Point annotation records:
========================================================================
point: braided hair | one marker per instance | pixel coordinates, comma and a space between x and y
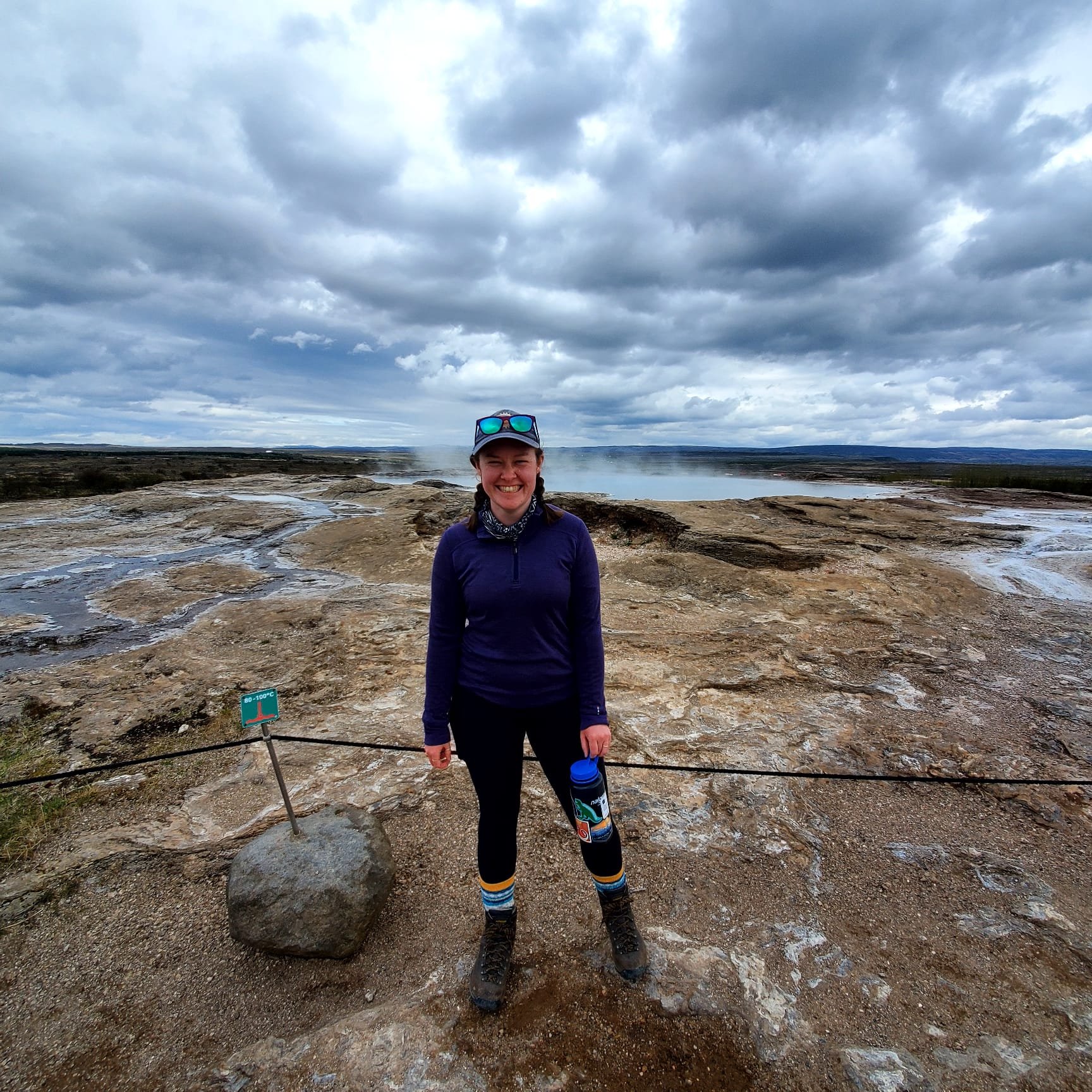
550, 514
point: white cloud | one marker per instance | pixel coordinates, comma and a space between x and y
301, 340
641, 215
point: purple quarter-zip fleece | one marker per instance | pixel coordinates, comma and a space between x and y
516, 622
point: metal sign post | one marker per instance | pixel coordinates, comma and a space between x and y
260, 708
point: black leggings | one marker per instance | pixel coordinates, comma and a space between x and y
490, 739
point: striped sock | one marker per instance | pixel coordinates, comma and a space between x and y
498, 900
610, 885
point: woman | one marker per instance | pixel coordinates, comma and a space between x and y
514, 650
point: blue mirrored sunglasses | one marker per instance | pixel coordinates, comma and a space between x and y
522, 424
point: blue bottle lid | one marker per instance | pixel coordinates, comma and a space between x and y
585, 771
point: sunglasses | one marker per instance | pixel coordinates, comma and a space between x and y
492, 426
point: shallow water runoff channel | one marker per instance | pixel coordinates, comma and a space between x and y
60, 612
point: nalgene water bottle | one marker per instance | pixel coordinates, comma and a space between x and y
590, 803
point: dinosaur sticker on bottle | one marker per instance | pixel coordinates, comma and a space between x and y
========================================================================
Copy the data character for character, but drop all pictures from the copy.

point: braided hair | one marker per instance | pixel coordinates, comma and a space between x and y
550, 514
point: white cloud | one marker per instance | pixel coordinates, comma and a space between x and y
301, 340
641, 215
point: purple quarter-zip fleece | one marker per instance | pixel coordinates, comma and a space between x and y
516, 622
point: metal sign post | one marker per instance | pixel coordinates, comma and a space between x and y
260, 708
point: black leggings | one marker per instance | pixel coordinates, comma and a space between x and y
490, 739
point: striped sock | one marker per instance | pixel coordinates, comma and a space between x and y
498, 900
610, 885
point: woman | one marker per instance | pixel coordinates, comma and a space between x and y
514, 650
point: blue mirrored sunglasses | one marker per instance | pixel coordinates, comma and a space between x and y
522, 424
point: blue bottle lid | one marker per instance | pixel coordinates, comma and a space between x and y
585, 771
point: sunglasses | one marker per instance | pixel coordinates, comma and a space between x and y
492, 426
point: shallow water runoff channel | one marker per instance | pixel coordinates, comma and a space between x and y
60, 612
point: nalgene water bottle | one marker per instance | pixel coordinates, comma and a space between x and y
590, 803
point: dinosaur sticker on bottle | one marker per instance | pixel coordinates, comma and a space between x and y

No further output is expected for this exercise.